##### EXTRACTED MATERIAL #####
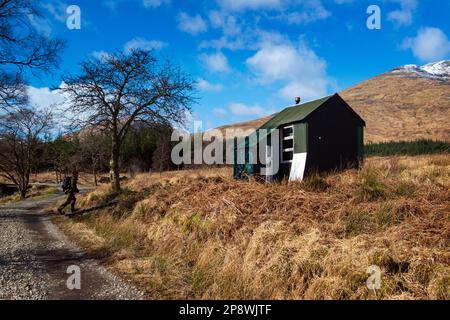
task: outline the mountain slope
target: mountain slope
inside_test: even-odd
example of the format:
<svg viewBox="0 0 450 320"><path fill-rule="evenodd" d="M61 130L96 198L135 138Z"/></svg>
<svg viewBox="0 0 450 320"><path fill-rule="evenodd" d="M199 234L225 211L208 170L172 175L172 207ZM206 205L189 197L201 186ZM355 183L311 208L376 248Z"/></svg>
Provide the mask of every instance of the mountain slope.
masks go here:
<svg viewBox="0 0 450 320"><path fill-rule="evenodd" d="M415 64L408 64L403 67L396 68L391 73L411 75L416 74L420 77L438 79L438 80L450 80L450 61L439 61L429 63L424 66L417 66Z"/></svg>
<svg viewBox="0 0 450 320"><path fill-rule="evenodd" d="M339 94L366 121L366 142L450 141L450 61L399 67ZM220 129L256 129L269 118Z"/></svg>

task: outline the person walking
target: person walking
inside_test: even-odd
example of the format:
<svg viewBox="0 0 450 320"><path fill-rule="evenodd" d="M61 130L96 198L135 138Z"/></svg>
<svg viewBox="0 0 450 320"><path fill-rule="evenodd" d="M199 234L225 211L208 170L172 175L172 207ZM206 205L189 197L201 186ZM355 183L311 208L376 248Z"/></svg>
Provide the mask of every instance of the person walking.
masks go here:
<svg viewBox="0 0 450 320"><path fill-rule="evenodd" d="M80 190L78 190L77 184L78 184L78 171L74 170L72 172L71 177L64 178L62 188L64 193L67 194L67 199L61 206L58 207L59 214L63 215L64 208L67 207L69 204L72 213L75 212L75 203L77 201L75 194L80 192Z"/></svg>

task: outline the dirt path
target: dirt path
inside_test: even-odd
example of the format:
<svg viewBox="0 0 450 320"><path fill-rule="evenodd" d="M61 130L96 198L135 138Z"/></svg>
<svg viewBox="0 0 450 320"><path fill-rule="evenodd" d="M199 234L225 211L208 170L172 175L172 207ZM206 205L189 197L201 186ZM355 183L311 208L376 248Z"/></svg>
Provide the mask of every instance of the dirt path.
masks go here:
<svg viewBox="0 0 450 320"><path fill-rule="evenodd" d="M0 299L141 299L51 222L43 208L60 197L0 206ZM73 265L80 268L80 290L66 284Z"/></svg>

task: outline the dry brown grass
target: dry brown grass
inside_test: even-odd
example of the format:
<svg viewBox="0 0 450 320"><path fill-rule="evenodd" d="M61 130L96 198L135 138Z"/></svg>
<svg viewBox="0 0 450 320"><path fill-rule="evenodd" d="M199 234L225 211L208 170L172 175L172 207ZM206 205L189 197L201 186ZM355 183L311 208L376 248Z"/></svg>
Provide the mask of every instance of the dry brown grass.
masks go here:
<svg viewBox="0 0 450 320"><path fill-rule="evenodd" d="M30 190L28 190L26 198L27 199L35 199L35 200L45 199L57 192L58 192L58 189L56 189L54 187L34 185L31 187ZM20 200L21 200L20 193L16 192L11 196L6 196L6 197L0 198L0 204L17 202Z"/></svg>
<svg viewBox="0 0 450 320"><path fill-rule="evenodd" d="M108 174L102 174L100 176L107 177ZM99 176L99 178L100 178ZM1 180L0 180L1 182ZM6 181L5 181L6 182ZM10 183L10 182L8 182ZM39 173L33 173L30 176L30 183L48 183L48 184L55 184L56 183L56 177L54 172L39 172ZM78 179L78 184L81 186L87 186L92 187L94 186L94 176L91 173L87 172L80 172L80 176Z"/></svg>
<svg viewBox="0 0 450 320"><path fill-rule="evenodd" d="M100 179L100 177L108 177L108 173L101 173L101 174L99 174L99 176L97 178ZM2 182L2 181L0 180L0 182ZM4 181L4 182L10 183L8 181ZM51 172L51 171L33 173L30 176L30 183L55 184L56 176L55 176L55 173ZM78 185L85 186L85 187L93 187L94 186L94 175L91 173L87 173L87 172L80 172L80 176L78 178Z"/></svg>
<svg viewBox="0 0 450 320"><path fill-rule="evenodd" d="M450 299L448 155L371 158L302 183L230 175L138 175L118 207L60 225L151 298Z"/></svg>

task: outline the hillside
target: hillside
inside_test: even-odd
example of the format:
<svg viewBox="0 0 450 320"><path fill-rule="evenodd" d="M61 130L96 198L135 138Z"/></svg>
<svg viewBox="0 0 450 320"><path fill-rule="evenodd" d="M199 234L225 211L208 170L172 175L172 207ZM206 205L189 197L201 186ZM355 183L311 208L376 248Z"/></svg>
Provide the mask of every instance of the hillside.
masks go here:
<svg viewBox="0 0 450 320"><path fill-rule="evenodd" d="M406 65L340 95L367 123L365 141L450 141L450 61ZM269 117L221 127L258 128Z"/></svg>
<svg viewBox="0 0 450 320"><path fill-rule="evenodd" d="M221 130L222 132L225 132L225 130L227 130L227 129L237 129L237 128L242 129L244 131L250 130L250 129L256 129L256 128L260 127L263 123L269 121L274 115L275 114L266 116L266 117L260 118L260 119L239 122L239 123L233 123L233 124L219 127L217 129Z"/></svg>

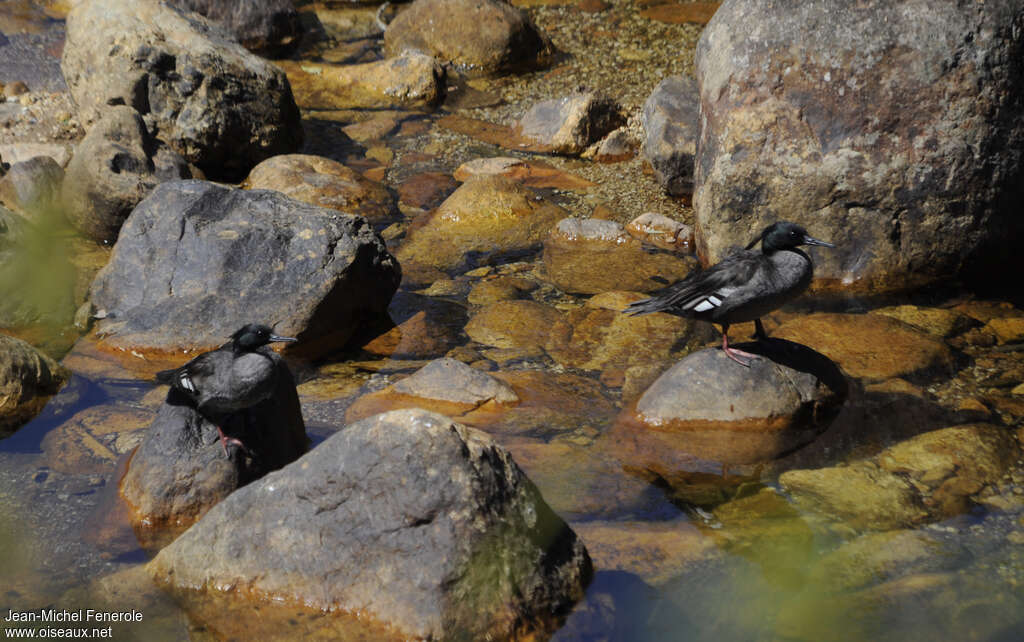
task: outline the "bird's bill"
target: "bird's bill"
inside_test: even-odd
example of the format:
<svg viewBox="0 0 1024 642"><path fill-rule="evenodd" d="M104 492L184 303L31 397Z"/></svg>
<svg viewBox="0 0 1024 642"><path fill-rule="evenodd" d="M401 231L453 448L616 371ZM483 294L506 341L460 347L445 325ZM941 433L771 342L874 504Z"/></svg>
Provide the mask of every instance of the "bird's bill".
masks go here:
#####
▸ **EXERCISE DIRECTIONS**:
Among the lines above, which ones include the word "target"? Copy them.

▸ **RESULT**:
target: mountain slope
target: person walking
target: dirt path
target: dry brown grass
target: hillside
target: "bird's bill"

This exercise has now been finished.